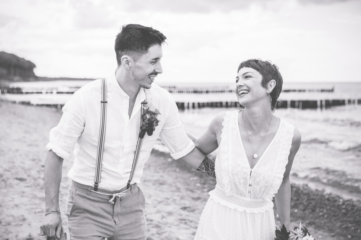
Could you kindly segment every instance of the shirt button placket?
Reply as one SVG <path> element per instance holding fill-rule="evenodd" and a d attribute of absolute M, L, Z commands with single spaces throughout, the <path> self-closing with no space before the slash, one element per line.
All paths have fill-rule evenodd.
<path fill-rule="evenodd" d="M 251 187 L 252 186 L 252 173 L 249 176 L 249 181 L 248 182 L 248 197 L 251 197 Z"/>

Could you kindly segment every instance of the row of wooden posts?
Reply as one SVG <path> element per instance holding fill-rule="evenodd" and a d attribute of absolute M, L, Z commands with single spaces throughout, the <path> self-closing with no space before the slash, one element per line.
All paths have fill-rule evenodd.
<path fill-rule="evenodd" d="M 175 87 L 174 86 L 162 86 L 162 87 L 167 90 L 169 92 L 178 93 L 213 93 L 222 92 L 233 92 L 234 90 L 230 89 L 228 86 L 206 86 L 200 87 Z M 68 91 L 59 91 L 57 88 L 44 89 L 42 88 L 28 88 L 22 89 L 19 87 L 11 87 L 9 86 L 0 86 L 0 90 L 1 93 L 12 93 L 16 94 L 28 93 L 52 93 L 55 91 L 57 93 L 73 93 L 81 87 L 81 86 L 68 87 Z M 286 92 L 333 92 L 334 87 L 325 89 L 285 89 L 282 91 Z"/>
<path fill-rule="evenodd" d="M 282 101 L 276 106 L 276 108 L 322 109 L 334 106 L 355 104 L 356 103 L 361 104 L 361 99 L 284 100 Z M 242 107 L 242 105 L 237 101 L 198 103 L 176 102 L 176 104 L 178 108 L 181 110 L 206 107 L 239 108 Z"/>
###
Problem details:
Reproduce all of the material above with every occurrence of "instance" changed to "occurrence" and nothing else altered, omitting the pictures.

Answer for the task:
Could you kindly segment every occurrence of the shirt button placket?
Reply as one SVG <path> element per occurrence holding fill-rule="evenodd" and a d attribute of absolute M, L, Z commands with single spaces throughout, the <path> self-closing with no space before the slash, one element per line.
All paths have fill-rule evenodd.
<path fill-rule="evenodd" d="M 251 187 L 252 186 L 252 173 L 249 176 L 249 181 L 248 182 L 248 197 L 251 197 Z"/>

Could you kindly segment every occurrence of the row of wooden posts?
Reply as one SVG <path> element per occurrence holding fill-rule="evenodd" and a d attribute of absolute M, L, Z commands with single spaces throughout, the <path> self-closing with no space before the slash, one element per line.
All paths have fill-rule evenodd.
<path fill-rule="evenodd" d="M 175 87 L 174 86 L 162 86 L 162 87 L 167 90 L 169 92 L 178 93 L 213 93 L 222 92 L 233 92 L 234 90 L 230 89 L 228 86 L 206 86 L 200 87 Z M 68 91 L 59 91 L 57 88 L 44 89 L 42 88 L 28 88 L 22 89 L 19 87 L 11 87 L 9 86 L 0 86 L 0 90 L 1 93 L 12 93 L 16 94 L 28 93 L 52 93 L 55 91 L 57 93 L 73 93 L 81 87 L 81 86 L 68 87 Z M 286 92 L 333 92 L 334 87 L 325 89 L 285 89 L 282 91 Z"/>
<path fill-rule="evenodd" d="M 282 101 L 276 106 L 276 108 L 322 109 L 334 106 L 355 104 L 356 103 L 361 104 L 361 99 L 284 100 Z M 242 107 L 242 105 L 237 101 L 198 103 L 176 102 L 176 104 L 178 108 L 181 110 L 206 107 L 239 108 Z"/>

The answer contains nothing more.